**TASK DIRECTIONS**
Reproduce the lines below from the one that contains "point: white rope" through the end, inclusive, and add nothing.

**DATA EXTRACT**
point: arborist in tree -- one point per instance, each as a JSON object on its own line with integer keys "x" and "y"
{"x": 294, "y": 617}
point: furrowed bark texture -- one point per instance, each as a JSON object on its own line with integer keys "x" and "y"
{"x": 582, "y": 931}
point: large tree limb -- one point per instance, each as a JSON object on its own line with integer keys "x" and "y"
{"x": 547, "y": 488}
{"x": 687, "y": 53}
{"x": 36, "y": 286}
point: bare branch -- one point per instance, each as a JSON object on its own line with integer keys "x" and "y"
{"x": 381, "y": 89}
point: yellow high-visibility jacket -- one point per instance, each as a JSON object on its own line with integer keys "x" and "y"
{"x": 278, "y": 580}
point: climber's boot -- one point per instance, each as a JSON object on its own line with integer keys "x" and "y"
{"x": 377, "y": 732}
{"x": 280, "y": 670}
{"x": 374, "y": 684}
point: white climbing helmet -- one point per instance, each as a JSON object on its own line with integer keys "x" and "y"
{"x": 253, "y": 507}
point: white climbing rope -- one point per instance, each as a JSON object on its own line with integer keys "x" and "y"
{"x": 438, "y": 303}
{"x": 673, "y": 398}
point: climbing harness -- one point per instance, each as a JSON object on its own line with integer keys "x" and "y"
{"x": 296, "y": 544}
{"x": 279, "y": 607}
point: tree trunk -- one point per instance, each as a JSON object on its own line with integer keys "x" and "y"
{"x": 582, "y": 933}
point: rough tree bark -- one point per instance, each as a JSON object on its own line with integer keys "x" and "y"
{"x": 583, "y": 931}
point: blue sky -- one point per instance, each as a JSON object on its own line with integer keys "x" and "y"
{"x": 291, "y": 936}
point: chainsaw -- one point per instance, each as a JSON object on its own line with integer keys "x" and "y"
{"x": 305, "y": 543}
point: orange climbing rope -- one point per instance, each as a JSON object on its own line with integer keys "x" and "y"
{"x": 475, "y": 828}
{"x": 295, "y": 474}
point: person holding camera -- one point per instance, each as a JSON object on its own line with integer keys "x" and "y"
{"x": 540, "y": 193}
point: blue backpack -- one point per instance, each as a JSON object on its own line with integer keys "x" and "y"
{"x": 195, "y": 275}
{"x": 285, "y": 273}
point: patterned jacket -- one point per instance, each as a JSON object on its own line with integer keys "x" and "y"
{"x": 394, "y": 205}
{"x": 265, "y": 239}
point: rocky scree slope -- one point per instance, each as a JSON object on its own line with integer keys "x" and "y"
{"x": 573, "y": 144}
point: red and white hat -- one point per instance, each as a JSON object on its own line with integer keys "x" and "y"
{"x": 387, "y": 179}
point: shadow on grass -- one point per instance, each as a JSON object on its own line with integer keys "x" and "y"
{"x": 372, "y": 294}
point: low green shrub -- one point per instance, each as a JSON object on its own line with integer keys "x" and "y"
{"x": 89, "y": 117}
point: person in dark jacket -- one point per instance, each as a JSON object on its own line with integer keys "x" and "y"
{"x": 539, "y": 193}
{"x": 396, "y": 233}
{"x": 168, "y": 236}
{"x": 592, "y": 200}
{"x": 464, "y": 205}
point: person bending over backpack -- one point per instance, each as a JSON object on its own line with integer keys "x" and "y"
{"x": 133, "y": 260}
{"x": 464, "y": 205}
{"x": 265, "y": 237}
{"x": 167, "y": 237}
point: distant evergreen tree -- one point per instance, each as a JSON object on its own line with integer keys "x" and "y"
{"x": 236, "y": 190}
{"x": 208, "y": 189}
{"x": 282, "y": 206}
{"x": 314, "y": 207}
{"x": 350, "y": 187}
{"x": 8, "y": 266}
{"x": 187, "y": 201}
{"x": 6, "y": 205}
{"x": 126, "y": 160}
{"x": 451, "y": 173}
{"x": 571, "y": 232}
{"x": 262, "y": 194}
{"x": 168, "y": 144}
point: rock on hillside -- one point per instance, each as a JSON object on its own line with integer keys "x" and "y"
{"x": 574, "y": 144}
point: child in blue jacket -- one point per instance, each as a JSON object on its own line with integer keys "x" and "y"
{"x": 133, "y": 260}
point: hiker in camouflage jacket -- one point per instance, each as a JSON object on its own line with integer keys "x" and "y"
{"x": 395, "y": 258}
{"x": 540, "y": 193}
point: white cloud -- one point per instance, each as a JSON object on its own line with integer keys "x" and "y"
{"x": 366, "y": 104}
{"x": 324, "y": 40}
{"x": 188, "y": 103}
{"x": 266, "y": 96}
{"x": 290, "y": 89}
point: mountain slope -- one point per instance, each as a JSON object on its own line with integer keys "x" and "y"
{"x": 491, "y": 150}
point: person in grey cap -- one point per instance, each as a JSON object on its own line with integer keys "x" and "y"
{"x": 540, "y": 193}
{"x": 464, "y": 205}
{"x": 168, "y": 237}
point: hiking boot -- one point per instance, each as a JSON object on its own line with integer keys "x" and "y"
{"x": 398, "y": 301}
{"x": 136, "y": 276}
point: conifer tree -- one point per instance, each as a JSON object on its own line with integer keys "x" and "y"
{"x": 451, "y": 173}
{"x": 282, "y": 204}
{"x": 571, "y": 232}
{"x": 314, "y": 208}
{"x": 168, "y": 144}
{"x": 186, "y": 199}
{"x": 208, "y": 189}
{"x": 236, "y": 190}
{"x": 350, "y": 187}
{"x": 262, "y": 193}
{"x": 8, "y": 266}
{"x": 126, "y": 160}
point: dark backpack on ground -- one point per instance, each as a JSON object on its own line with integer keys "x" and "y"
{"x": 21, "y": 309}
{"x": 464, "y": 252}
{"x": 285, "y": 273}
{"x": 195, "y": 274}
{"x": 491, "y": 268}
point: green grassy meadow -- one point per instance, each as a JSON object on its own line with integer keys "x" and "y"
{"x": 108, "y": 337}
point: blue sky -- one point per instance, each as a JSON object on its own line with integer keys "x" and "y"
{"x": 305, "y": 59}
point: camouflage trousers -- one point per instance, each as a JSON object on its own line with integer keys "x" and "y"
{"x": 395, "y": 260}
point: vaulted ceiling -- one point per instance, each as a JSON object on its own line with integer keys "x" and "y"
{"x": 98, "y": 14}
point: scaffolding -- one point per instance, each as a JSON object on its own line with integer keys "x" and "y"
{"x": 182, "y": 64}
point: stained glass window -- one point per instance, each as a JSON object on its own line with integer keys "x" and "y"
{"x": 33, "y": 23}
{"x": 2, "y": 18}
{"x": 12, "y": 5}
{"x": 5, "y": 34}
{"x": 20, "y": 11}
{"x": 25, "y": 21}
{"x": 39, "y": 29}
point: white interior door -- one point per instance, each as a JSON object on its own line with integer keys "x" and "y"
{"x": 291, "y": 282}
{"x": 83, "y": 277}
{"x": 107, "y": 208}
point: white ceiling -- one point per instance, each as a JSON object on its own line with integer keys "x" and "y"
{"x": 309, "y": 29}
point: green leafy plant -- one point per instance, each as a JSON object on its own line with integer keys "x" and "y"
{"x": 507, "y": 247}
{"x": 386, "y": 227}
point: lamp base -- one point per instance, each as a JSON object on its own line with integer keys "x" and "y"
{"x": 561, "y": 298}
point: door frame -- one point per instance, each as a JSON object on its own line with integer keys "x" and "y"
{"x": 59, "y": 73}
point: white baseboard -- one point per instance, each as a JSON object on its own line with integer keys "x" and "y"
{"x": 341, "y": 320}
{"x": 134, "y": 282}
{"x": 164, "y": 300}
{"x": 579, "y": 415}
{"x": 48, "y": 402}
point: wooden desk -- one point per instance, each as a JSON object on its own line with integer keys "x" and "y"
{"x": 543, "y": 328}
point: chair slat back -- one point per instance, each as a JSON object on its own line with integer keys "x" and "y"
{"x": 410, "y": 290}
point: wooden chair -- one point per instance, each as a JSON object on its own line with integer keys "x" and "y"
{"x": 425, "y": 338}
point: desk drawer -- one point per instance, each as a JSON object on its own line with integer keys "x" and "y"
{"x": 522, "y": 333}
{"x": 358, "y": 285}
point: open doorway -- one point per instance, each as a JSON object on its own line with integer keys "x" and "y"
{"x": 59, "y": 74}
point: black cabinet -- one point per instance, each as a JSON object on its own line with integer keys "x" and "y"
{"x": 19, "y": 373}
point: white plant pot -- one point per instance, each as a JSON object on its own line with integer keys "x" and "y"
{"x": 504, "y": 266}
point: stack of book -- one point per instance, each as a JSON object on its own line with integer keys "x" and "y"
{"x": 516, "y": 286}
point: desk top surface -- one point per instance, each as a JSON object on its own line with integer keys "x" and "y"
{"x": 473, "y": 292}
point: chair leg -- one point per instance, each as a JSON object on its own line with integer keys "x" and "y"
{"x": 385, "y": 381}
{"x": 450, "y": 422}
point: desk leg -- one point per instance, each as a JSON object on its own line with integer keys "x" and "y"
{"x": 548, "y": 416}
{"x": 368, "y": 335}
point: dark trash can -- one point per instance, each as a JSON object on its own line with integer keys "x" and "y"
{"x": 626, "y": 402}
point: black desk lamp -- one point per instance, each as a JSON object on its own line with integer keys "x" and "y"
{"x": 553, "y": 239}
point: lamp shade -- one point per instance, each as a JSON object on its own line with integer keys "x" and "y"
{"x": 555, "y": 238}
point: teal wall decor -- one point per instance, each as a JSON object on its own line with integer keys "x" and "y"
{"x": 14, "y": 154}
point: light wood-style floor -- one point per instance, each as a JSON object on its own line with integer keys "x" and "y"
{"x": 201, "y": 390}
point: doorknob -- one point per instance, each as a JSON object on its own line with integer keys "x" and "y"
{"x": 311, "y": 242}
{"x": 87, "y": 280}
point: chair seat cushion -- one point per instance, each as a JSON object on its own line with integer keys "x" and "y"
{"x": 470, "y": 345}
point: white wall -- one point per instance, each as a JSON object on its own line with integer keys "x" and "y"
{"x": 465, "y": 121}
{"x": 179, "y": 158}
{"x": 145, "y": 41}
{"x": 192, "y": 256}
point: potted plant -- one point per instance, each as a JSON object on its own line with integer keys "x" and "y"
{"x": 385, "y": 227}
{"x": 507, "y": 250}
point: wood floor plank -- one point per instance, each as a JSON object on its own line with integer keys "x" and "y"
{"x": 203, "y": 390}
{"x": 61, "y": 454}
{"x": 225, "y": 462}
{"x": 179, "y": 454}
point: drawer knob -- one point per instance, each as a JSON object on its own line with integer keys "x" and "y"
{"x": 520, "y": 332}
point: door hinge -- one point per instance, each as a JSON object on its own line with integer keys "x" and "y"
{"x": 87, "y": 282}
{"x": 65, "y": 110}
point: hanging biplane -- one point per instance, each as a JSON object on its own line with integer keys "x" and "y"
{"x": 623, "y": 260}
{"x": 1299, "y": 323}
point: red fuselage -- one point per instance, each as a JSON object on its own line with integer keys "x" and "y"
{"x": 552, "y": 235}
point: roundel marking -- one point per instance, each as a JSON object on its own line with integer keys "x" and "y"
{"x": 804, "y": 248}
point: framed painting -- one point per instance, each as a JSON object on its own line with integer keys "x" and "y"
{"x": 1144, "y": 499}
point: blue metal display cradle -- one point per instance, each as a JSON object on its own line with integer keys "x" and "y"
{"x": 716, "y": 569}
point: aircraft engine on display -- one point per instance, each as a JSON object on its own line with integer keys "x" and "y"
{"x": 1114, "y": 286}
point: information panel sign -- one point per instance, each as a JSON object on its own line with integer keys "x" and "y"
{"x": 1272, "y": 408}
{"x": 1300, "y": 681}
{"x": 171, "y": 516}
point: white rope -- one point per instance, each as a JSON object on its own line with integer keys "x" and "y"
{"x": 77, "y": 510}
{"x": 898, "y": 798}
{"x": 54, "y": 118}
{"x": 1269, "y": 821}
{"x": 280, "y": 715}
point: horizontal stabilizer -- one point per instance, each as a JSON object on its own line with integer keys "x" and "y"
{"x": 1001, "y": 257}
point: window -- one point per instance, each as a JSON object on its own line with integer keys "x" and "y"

**RESPONSE AREA**
point: white rope -- one point per instance, each as a JSON object on its own line with integer keys "x" and "y"
{"x": 77, "y": 510}
{"x": 898, "y": 798}
{"x": 54, "y": 118}
{"x": 1269, "y": 821}
{"x": 280, "y": 715}
point: horizontal stabilizer -- one point per instance, each as a JSON object on its own line with integer keys "x" and "y"
{"x": 1001, "y": 257}
point: window -- one point per instance, each as a JSON object on its own line with integer keys "x" and "y"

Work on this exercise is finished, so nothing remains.